## What to work on
Edit the lines below by changing every "Mark one point per instance" to "Place a single point on each instance". Leave all other text unchanged.

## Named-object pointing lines
⁂

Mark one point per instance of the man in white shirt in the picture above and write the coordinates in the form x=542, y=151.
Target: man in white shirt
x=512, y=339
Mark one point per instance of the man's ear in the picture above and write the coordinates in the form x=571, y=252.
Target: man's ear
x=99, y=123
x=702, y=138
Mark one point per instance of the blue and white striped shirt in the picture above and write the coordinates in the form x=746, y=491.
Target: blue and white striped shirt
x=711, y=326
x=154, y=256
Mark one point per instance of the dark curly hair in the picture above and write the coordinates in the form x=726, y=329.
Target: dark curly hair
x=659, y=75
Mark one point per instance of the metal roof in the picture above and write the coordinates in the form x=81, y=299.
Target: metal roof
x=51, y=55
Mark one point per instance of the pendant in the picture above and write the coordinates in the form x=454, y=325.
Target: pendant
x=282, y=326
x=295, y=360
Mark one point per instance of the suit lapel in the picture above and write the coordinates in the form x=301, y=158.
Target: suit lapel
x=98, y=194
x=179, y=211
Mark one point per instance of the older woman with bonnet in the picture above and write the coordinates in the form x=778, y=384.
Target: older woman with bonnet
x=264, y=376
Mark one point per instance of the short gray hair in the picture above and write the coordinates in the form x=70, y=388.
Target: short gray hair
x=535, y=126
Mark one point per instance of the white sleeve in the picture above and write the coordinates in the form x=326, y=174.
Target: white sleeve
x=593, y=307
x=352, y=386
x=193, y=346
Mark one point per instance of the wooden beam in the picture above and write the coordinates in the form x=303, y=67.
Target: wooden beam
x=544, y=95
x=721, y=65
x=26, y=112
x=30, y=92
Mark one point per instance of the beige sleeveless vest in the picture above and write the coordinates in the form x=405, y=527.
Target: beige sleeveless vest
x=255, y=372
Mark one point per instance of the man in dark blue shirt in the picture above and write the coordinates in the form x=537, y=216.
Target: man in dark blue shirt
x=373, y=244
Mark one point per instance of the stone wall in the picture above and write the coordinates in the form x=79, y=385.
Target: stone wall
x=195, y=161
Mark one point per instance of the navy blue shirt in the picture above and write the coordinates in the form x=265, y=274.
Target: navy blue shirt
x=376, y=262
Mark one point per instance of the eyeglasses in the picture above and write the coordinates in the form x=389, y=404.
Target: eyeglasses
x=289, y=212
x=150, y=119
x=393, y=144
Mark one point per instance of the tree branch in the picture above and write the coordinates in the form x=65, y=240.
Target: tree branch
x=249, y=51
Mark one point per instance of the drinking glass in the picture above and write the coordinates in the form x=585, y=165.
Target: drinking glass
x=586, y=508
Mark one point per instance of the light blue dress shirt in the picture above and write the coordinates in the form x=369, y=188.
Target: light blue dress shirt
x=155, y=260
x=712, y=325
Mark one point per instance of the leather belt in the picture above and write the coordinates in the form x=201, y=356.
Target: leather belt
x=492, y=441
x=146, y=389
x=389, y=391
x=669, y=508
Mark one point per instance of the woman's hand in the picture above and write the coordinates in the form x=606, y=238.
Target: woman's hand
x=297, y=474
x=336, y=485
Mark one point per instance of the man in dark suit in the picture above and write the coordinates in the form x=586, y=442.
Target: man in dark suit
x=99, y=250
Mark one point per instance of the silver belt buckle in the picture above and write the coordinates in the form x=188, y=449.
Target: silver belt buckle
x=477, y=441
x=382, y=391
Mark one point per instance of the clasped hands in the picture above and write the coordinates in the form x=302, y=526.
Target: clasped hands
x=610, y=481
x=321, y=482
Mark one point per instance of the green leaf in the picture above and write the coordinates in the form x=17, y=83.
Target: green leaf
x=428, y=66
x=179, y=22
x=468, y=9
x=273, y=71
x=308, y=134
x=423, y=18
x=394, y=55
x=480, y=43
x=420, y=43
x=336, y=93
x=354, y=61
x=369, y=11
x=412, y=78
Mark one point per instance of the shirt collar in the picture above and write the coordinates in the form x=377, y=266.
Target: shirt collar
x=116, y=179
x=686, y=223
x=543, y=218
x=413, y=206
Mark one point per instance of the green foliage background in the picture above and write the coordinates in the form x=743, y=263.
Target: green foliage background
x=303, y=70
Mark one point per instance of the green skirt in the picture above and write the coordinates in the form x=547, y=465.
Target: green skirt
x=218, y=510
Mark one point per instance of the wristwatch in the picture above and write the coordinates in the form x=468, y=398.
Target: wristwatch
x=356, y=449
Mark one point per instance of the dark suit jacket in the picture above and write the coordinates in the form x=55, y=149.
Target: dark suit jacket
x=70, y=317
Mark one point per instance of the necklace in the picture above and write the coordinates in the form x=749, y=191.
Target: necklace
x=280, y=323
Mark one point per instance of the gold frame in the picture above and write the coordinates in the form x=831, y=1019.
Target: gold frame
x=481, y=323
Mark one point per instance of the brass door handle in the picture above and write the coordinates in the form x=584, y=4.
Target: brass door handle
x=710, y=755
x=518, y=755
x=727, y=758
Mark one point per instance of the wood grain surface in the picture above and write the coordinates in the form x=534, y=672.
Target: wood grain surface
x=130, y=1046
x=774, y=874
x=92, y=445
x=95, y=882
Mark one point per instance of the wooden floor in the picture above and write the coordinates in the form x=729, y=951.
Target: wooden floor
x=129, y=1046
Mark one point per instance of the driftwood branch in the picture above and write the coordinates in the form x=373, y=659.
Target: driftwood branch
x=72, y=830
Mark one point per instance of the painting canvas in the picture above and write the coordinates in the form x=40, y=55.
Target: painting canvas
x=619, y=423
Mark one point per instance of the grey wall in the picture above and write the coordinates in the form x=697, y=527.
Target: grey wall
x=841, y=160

⁂

## Solution to the exercise
Place a single point on each instance of the man in white shirt in the picture above and write the coordinates in the form x=542, y=151.
Target: man in white shirt
x=512, y=339
Place a single point on each instance of the man's ear in the picture above and write the coordinates in the form x=571, y=252.
Target: man's ear
x=99, y=123
x=702, y=138
Place a single point on each instance of the blue and white striped shirt in the picture above and write the coordinates in the form x=746, y=491.
Target: blue and white striped shirt
x=711, y=326
x=154, y=256
Place a single point on each instance of the dark curly hair in the picture above and write the coordinates in the form x=726, y=329.
Target: dark curly hair
x=659, y=75
Place a single point on each instance of the metal roof in the picture above and write the coordinates in the form x=81, y=299.
Target: metal roof
x=51, y=55
Place a single point on each instance of the pendant in the picture above and write the coordinates in the form x=454, y=325.
Target: pendant
x=282, y=326
x=295, y=360
Place a single point on each instance of the suit lapel in the picture above and write the coordinates in the form x=301, y=158.
Target: suit lapel
x=98, y=194
x=179, y=211
Place a single point on each instance of the older woman with bonnet in the picture above and write the coordinates in the form x=778, y=384.
Target: older woman with bonnet
x=264, y=376
Place a single point on each instance of the short gray hair in the picture above and write the coordinates in the form x=70, y=388.
Target: short gray hair
x=535, y=126
Place a single point on each instance of the white sleeve in the picture above and write the coordinates in the form x=326, y=174.
Target: white sleeve
x=593, y=307
x=352, y=386
x=193, y=346
Place a single point on each instance of the wooden beam in the picture above and write the coordinates in the form x=303, y=67.
Target: wooden beam
x=544, y=95
x=721, y=65
x=26, y=112
x=30, y=92
Place a single point on each instance of the beige sleeveless vest in the picture above and write the coordinates in the form x=405, y=527.
Target: beige sleeveless vest
x=255, y=372
Place a single point on each instance of the man in dark blue shirt in the picture above and write the coordinates in the form x=537, y=216.
Target: man in dark blue shirt
x=373, y=244
Place a single point on each instance of the stone wall in the picture above and write the coordinates in the form x=79, y=385.
Target: stone wall
x=195, y=161
Place a single point on each instance of the navy blue shirt in the picture above and write the coordinates in the form x=265, y=274.
Target: navy blue shirt
x=376, y=262
Place a single point on each instance of the eyeglasses in the picture above and write the coordinates in the form x=389, y=404.
Target: eyeglasses
x=289, y=212
x=150, y=119
x=393, y=144
Place a single point on each instance of the tree branch in the picture above and write the coordinates in the form x=65, y=240.
Target: tree branch
x=249, y=51
Place a single point on each instance of the drinking glass in the picture above and write the coordinates in the form x=585, y=165.
Target: drinking glass
x=586, y=508
Place a single point on each instance of the light blue dress shirt in the picture above and write the coordinates in the form x=369, y=188.
Target: light blue dress shirt
x=155, y=260
x=712, y=325
Place a single point on each instance of the leather belt in the picture above and write the coordinates in the form x=201, y=356.
Target: leather belt
x=492, y=441
x=146, y=389
x=389, y=391
x=669, y=508
Place a single point on each instance of the woman's hand in the picture above and write the coordinates in the form x=606, y=238.
Target: woman's hand
x=297, y=474
x=336, y=485
Place a single point on each instance of the man in dark suit in the picture above and write the coordinates in the form x=586, y=442.
Target: man in dark suit
x=99, y=250
Place a single point on each instance of the silver belt buckle in the picture above and write the coordinates in the form x=188, y=449.
Target: silver belt buckle
x=477, y=441
x=382, y=391
Place a single point on each instance of the clasped hands in the picture above and write the coordinates in the form x=302, y=526.
Target: clasped hands
x=610, y=481
x=321, y=482
Place a single point on each instance of the green leaf in the picture above and write the coordinates in the form x=17, y=83.
Target: green leaf
x=428, y=66
x=179, y=22
x=468, y=9
x=273, y=71
x=308, y=134
x=423, y=18
x=394, y=55
x=480, y=43
x=420, y=43
x=336, y=93
x=354, y=61
x=369, y=11
x=412, y=78
Place a single point on each instance of the shirt collar in the picture above and write the coordinates in the form x=377, y=266.
Target: shirt collar
x=116, y=179
x=686, y=223
x=543, y=218
x=413, y=206
Place a single point on each instance of the green foliage background in the picture above and write the coordinates in the form x=743, y=263.
Target: green foliage background
x=303, y=70
Place a single point on each instance of the green skirt in the picture above and write the coordinates in the form x=547, y=465.
Target: green skirt
x=218, y=510
Place a single point on each instance of the wristwatch in the picture above and write the coordinates in the form x=468, y=398.
Target: wristwatch
x=356, y=449
Place a single point on each instance of the dark suit jacket in the picture above and write the coordinates in the form x=55, y=149.
Target: dark suit jacket
x=70, y=317
Place a single point on each instance of the necklace in the picture above and write the coordinates in the form x=749, y=191.
Target: necklace
x=280, y=323
Place a single point on each instance of the gold frame in the picture above and write the coordinates in the form x=831, y=1019.
Target: gold frame
x=481, y=323
Place a single point on each instance of the brass door handle in the picture above and write the coordinates in the form x=584, y=4.
Target: brass door handle
x=710, y=755
x=518, y=755
x=727, y=758
Place a single point on each instance of the wood grain surface in the picture above and write the coordinates in the form x=534, y=672.
Target: wood grain surface
x=130, y=1046
x=774, y=874
x=92, y=445
x=95, y=882
Place a single point on each instance of the wooden floor in the picture above and write the coordinates in the form x=729, y=951.
Target: wooden floor
x=129, y=1046
Place a single point on each instance of the driftwood branch in the picture above and write the coordinates in the form x=373, y=659.
Target: driftwood branch
x=72, y=830
Place a single point on each instance of the painting canvas in the picture above and write the coordinates in the form x=40, y=55.
Target: painting canvas
x=619, y=423
Place a single point on each instance of the grey wall in the picture above and write the coordinates in the form x=697, y=527.
Target: grey wall
x=841, y=160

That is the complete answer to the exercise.